▶ _Description of the task_: Copy the passage of the Black Belt forum thread between "I have a 120g, 6" and "of the tank.", inclusive.

▶ _Page excerpt_:
——————————

# Black Belt has lost his mind



## amazonfriend (Aug 15, 2006)

Before I get rid of my best looking fish - - in my tank. I need a few opinions.... Pleaz!
I have a beautiful BB! I love his coloring! I am partial to my fish after taking care of them for a year or 3 years. 
but my BB has lost it.

I have a 120g, 6 ft long.

my bb (7-8in) is getting close to the size of my oscar (8-9), yep the bb is harrassing him. I have divided the tank.
I was going to rehome my O and keeping the bb. and get 2 smaller CA's. 
well... now my BB is chasing and harrassing my silver dollars and pleco... why would he fool w/ the pleco (14 in). the silver dollars are a large around as the BB.

I have had the BB 1 year and the other fish 3+yrs.

I have read up on the bb characteritics. 
they are usually ok w/ dither fish. why would he be picking on the nonterritorial fish??

He is darting into the screen at the SD's trying to get them (scratching up his mouth) and attacking the pleco if the pleco is on his side of the tank.

What are my chances of keeping the BB and being able to have other tankmates w/ him?

I really don't want a 1 fish tank.

SUGGESTIONS PLEASE

Thoughts

H E L P !! !! !!


----------



## amazonfriend (Aug 15, 2006)

Wise Cichlid Lovers - Please give some advice

let me change my question.
I have a BB, his is being very aggressive towards my O. I put in a divider. now he protects the divider and goes after my dither fish. The O 
If I remove the O and the divider what are the chances he will leave my SD's/pleco alone? The BB seems t be obsessed w/ the screen divider and anything else he sees. He was going after my hand today while I fixed the divider and his colors have changed becuase he is so upset.

he has roughed up my SD's

Advice Please


----------



## fishghost (Jul 27, 2003)

amazonfriend said:


> Before I get rid of my best looking fish - - in my tank. I need a few opinions.... Pleaz!
> I have a beautiful BB! I love his coloring! I am partial to my fish after taking care of them for a year or 3 years.
> but my BB has lost it.
> 
> ...


He's doing what most big territorial fish do. Unfortunately, either you keep him or get rid of him.

Keeping him means you will just have a "wet pet". If he's 8 inches and being a terror now, he's gonna dominate that tank when he gets in the 12 inch range. Does your pleco have a place to hide?


----------



## Chromedome52 (Jul 25, 2009)

I''ve never met a Black Belt that wasn't extremely aggressive when it is the dominant fish, but they do seem to be "smarter" than many others. I'd guess yours was just laying low because he wasn't yet big enough to take on the Oscar. Once he was close enough in size.....

I'd say that you are not likely to get him to co-exist with the Oscar. Oscars just don't have the necessary dentition to face off with most large Central Americans. Their mouth is more designed for sucking in prey to the throat, where it gets crushed by the pharyngeals.

——————————

[Referring expression data]
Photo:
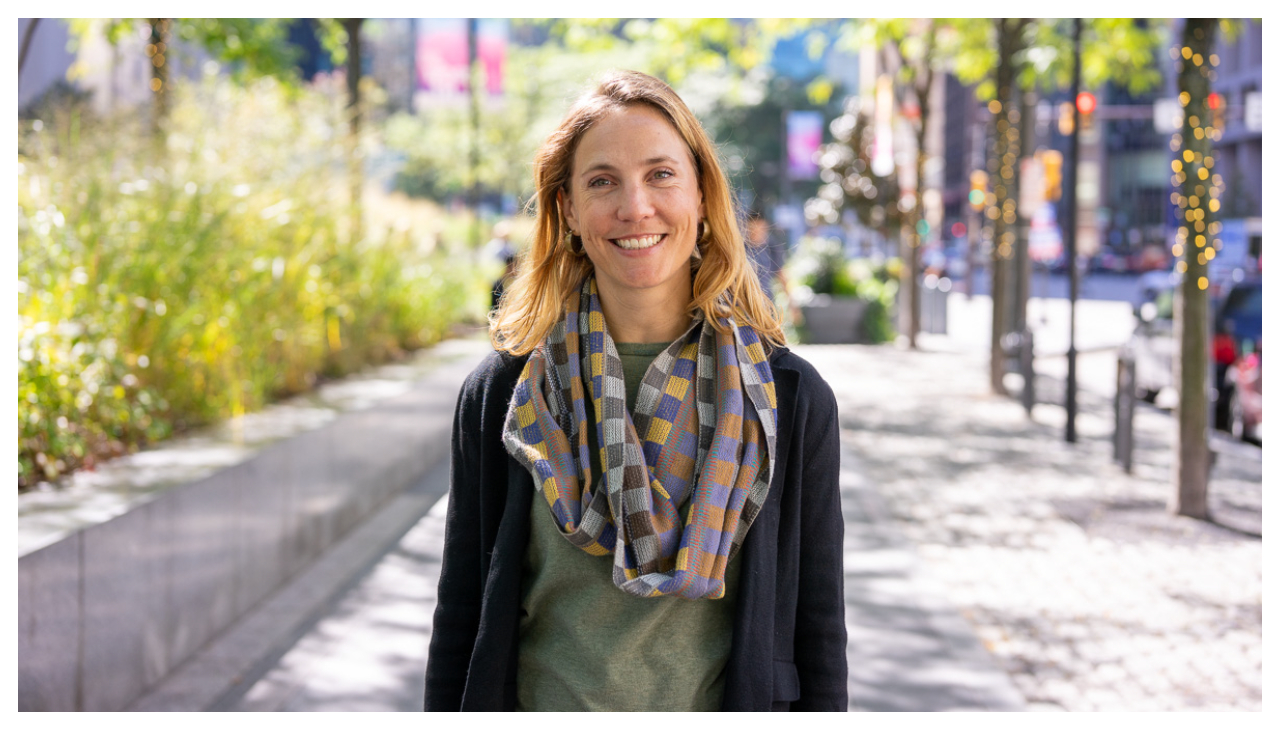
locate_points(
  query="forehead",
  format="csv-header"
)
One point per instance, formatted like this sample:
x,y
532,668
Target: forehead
x,y
629,135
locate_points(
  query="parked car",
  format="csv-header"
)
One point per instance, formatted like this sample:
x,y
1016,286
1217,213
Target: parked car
x,y
1244,400
1237,334
1237,319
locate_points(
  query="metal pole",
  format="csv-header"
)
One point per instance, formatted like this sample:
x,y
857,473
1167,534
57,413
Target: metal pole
x,y
474,83
1072,208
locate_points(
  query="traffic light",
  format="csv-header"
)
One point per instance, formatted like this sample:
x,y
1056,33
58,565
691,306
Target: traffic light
x,y
1065,119
1217,106
1086,103
978,190
1052,163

——————————

▶ _Response_:
I have a 120g, 6 ft long.

my bb (7-8in) is getting close to the size of my oscar (8-9), yep the bb is harrassing him. I have divided the tank.
I was going to rehome my O and keeping the bb. and get 2 smaller CA's. 
well... now my BB is chasing and harrassing my silver dollars and pleco... why would he fool w/ the pleco (14 in). the silver dollars are a large around as the BB.

I have had the BB 1 year and the other fish 3+yrs.

I have read up on the bb characteritics. 
they are usually ok w/ dither fish. why would he be picking on the nonterritorial fish??

He is darting into the screen at the SD's trying to get them (scratching up his mouth) and attacking the pleco if the pleco is on his side of the tank.